((

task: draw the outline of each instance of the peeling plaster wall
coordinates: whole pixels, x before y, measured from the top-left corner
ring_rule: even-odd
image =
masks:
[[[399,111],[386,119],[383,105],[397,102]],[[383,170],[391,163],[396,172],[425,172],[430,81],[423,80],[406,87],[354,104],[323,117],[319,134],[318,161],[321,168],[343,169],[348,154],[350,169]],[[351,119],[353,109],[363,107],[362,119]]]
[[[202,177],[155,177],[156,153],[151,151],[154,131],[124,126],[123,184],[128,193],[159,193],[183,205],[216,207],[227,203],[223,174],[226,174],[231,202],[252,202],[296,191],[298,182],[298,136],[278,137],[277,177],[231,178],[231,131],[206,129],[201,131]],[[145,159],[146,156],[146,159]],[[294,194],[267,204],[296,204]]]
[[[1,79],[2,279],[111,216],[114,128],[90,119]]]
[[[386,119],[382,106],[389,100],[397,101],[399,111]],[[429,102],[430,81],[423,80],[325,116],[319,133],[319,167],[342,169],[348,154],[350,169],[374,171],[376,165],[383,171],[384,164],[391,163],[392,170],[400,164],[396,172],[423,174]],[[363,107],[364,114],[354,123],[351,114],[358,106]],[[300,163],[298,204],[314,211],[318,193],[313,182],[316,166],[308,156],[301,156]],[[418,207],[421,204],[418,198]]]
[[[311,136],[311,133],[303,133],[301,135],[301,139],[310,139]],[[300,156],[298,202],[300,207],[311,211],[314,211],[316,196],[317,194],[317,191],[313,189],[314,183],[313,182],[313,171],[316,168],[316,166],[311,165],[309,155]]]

))

- [DIRECTIONS]:
Render all of the lines above as a Markdown table with the columns Row and Line text, numbering each row and omitting any blank lines.

- [THE OUTPUT]:
| Row | Line text |
|---|---|
| 1 | task: draw the outline of each instance of the peeling plaster wall |
| 2 | coordinates: whole pixels, x before y, measured from the top-left corner |
| 3 | ring_rule: even-odd |
| 4 | image = |
| 5 | masks: |
| 6 | [[[399,111],[386,119],[383,105],[397,102]],[[383,170],[391,163],[396,172],[425,172],[430,81],[423,80],[406,87],[354,104],[323,117],[319,134],[318,161],[321,168],[343,169],[348,154],[350,169]],[[351,119],[353,109],[363,107],[362,119]]] |
| 7 | [[[202,177],[155,177],[156,153],[151,151],[154,131],[124,126],[123,184],[128,193],[159,193],[183,205],[216,207],[227,203],[223,174],[226,174],[231,202],[252,202],[296,191],[298,182],[298,136],[278,137],[277,177],[231,178],[231,131],[206,129],[201,131]],[[145,159],[146,156],[146,159]],[[294,194],[267,204],[296,204]]] |
| 8 | [[[1,79],[2,279],[111,216],[114,128],[90,119]]] |
| 9 | [[[386,119],[382,106],[389,100],[397,101],[399,111]],[[429,102],[430,81],[423,80],[325,116],[319,133],[319,167],[342,169],[348,154],[350,169],[374,171],[376,165],[383,171],[384,164],[391,163],[392,170],[400,164],[396,172],[423,174]],[[363,107],[364,114],[354,123],[351,114],[358,106]],[[300,163],[298,204],[314,211],[318,193],[313,182],[316,166],[308,156],[301,156]],[[418,207],[421,204],[418,198]]] |
| 10 | [[[311,136],[311,133],[303,133],[301,135],[301,139],[310,139]],[[300,156],[298,202],[300,207],[311,211],[314,211],[316,196],[317,194],[317,191],[313,189],[314,183],[313,182],[313,171],[316,168],[316,166],[311,165],[309,155]]] |